** Begin Page extract **
A quick and easy snack combining sweet caramel corn with a savory umami twist from white miso paste, perfect for movie nights and gatherings.

Ingredients

Scale
  • 1/2 cup (about 100 grams) popcorn kernels, plain, unpopped
  • 2 tablespoons vegetable or canola oil (for popping)
  • 1/2 cup (113 grams) unsalted butter, melted
  • 1 cup (200 grams) granulated sugar
  • 1/4 cup (60 ml) light corn syrup
  • 2 tablespoons white miso paste
  • 1/2 teaspoon baking soda
  • 1 teaspoon vanilla extract
  • 1/4 teaspoon salt (optional)

Instructions

  1. Heat 2 tablespoons of oil in a large, heavy-bottomed pot over medium-high heat. Add 1/2 cup popcorn kernels and cover with a lid. Shake the pot gently every 20 seconds to prevent burning. Once popping slows to 2-3 seconds between pops, remove from heat. Transfer popcorn to a large mixing bowl, removing any unpopped kernels. (Approx. 5-7 minutes)
** End Page extract **
Tasks to complete:
1 > In the recipe, how much white miso paste is called for?
2 > In the rows below, take everything from the line with "For each instance of the tree line, set" through the last row and format it as a Markdown table with two columns, Number and Line. Skip blank lines and leave out the pictures.
** Begin Data **
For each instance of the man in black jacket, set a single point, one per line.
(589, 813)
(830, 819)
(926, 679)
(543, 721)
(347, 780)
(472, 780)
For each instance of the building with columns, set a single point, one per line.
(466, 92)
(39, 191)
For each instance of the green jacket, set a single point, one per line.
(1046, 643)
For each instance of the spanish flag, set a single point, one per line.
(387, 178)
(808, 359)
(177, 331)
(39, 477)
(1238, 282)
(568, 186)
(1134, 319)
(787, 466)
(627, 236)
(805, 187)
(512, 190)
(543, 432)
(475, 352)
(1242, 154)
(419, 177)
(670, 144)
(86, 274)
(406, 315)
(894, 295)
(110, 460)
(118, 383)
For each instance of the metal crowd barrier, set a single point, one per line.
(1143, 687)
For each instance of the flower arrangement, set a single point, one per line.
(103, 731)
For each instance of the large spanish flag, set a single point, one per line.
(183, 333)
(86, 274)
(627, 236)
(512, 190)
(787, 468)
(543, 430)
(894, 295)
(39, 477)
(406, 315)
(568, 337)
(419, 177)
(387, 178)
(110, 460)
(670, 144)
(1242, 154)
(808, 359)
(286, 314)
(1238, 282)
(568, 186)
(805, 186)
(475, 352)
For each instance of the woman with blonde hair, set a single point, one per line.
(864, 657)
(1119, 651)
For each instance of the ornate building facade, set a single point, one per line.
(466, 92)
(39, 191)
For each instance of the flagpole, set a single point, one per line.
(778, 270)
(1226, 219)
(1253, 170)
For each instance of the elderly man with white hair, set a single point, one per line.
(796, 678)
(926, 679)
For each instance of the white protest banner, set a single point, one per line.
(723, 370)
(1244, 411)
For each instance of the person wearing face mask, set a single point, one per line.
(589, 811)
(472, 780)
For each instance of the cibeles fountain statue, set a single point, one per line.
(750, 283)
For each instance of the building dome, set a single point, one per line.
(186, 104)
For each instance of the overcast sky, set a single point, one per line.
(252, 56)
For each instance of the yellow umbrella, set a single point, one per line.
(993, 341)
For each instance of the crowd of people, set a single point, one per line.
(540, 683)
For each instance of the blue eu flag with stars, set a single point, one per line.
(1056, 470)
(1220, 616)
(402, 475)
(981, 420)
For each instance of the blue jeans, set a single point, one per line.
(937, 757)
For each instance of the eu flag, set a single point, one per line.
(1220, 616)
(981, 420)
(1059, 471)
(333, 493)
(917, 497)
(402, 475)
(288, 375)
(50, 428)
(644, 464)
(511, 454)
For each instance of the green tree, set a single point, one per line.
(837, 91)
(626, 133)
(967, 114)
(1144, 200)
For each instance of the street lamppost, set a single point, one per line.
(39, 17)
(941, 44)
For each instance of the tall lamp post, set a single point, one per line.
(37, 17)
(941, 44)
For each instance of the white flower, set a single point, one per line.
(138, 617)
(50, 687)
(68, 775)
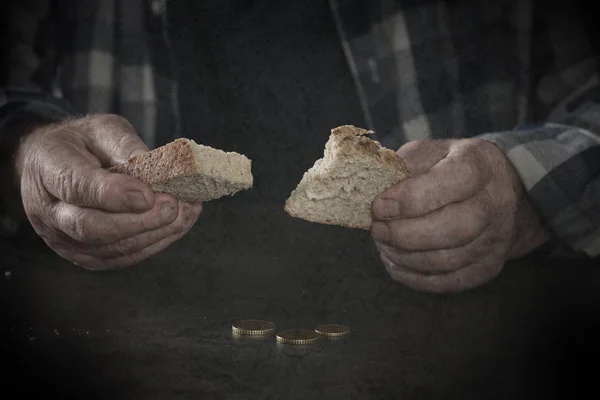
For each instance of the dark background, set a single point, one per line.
(264, 78)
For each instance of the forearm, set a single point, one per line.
(559, 167)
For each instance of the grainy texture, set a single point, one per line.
(340, 187)
(189, 171)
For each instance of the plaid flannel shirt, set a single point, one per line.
(520, 73)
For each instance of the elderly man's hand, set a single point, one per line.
(454, 223)
(89, 216)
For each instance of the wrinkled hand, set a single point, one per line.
(89, 216)
(454, 223)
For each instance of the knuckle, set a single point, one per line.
(65, 183)
(81, 229)
(409, 201)
(122, 247)
(446, 260)
(413, 146)
(115, 121)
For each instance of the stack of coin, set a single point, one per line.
(297, 336)
(259, 327)
(253, 327)
(332, 330)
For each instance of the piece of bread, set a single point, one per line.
(340, 187)
(190, 171)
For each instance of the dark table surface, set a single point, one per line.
(163, 329)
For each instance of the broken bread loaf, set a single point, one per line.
(190, 171)
(340, 187)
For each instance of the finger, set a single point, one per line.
(188, 215)
(460, 175)
(463, 279)
(421, 155)
(440, 261)
(452, 226)
(114, 140)
(93, 226)
(71, 178)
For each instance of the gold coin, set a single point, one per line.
(332, 330)
(297, 336)
(253, 327)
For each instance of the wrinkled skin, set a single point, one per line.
(89, 216)
(457, 220)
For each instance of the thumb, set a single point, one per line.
(86, 185)
(114, 140)
(421, 155)
(75, 173)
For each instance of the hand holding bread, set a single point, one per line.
(457, 220)
(86, 214)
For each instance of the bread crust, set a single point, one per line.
(162, 164)
(345, 141)
(351, 139)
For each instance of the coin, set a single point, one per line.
(297, 336)
(253, 327)
(332, 330)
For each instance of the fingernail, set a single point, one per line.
(380, 231)
(168, 211)
(385, 208)
(135, 200)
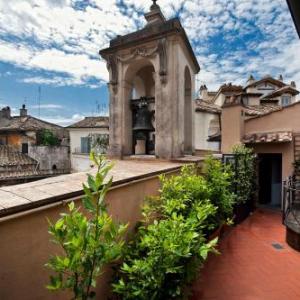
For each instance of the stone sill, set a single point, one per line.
(19, 198)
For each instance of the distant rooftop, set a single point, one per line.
(92, 122)
(23, 122)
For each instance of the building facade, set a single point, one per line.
(21, 137)
(258, 97)
(156, 64)
(90, 133)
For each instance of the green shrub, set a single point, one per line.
(245, 172)
(219, 182)
(88, 243)
(170, 244)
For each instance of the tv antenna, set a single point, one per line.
(39, 100)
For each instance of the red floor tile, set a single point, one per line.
(249, 268)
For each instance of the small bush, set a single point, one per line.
(88, 243)
(244, 173)
(171, 242)
(219, 180)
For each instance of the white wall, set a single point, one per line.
(202, 122)
(51, 157)
(81, 162)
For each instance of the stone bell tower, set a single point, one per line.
(151, 84)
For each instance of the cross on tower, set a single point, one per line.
(154, 5)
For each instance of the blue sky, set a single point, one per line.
(54, 44)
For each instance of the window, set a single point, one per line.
(85, 145)
(285, 100)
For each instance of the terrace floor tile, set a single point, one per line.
(249, 267)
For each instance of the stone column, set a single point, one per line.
(126, 118)
(115, 142)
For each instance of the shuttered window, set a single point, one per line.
(85, 145)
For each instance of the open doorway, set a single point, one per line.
(270, 179)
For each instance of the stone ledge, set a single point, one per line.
(22, 197)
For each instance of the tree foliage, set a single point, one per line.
(244, 173)
(88, 243)
(171, 242)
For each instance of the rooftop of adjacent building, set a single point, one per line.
(23, 122)
(207, 99)
(27, 196)
(9, 157)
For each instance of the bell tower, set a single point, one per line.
(151, 85)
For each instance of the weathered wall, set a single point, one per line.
(80, 162)
(287, 151)
(232, 122)
(202, 122)
(51, 157)
(25, 246)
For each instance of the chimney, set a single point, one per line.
(5, 112)
(203, 92)
(23, 111)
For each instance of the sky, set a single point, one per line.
(49, 48)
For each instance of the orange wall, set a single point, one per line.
(25, 246)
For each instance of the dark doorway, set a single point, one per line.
(270, 179)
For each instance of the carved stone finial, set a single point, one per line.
(154, 5)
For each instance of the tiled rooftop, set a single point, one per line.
(11, 157)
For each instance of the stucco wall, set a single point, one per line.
(50, 157)
(81, 162)
(287, 151)
(202, 122)
(25, 246)
(232, 121)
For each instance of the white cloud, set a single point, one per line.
(63, 121)
(55, 37)
(47, 106)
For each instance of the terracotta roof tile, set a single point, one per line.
(206, 106)
(92, 122)
(268, 137)
(27, 123)
(260, 110)
(9, 157)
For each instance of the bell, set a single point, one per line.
(143, 118)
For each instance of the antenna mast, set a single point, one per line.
(39, 100)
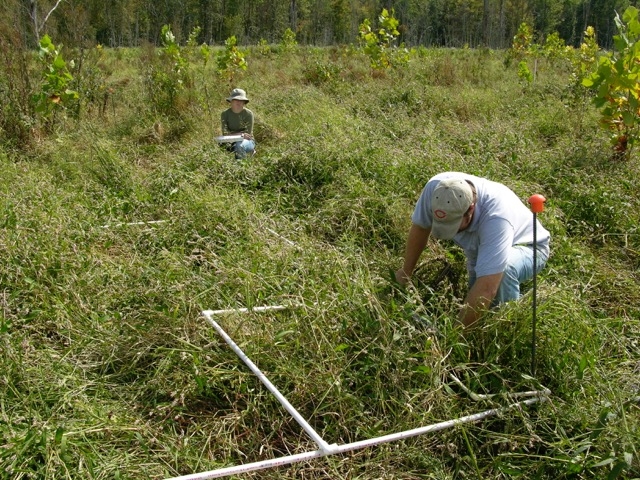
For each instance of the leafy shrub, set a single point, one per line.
(616, 85)
(231, 60)
(55, 94)
(168, 76)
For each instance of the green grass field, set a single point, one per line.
(108, 370)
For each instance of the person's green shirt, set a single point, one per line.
(237, 122)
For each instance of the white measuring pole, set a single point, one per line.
(324, 446)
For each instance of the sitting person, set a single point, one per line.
(238, 120)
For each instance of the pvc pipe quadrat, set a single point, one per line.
(326, 449)
(283, 401)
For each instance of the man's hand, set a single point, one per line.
(479, 299)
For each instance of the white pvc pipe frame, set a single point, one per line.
(324, 448)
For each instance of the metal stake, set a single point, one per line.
(537, 206)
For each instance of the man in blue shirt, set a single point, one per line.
(493, 227)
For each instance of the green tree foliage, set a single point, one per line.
(379, 43)
(231, 60)
(55, 94)
(168, 75)
(617, 86)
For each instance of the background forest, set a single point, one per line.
(441, 23)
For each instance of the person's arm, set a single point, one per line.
(248, 133)
(479, 298)
(416, 241)
(224, 124)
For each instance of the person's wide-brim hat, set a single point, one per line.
(450, 200)
(238, 94)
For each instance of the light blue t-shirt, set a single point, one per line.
(500, 221)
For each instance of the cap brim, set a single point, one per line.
(446, 231)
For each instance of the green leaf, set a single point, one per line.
(628, 118)
(616, 470)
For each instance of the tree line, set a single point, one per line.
(430, 23)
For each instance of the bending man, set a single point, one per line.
(493, 227)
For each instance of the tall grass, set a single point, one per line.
(109, 371)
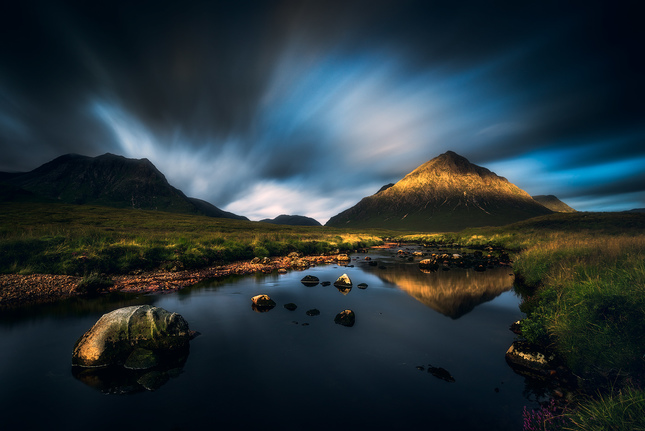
** End Data **
Answer list:
1 > 2 tablespoons.

2 >
| Number | Line |
|---|---|
| 1 | For each instance of the tree line, set a single point, one per line. |
| 2 | (430, 23) |
| 3 | For each instance of the bending man, set a single point, one per line. |
| 4 | (493, 227) |
| 5 | For each instance of the tall grass, set a single point, one per line. |
| 6 | (109, 371) |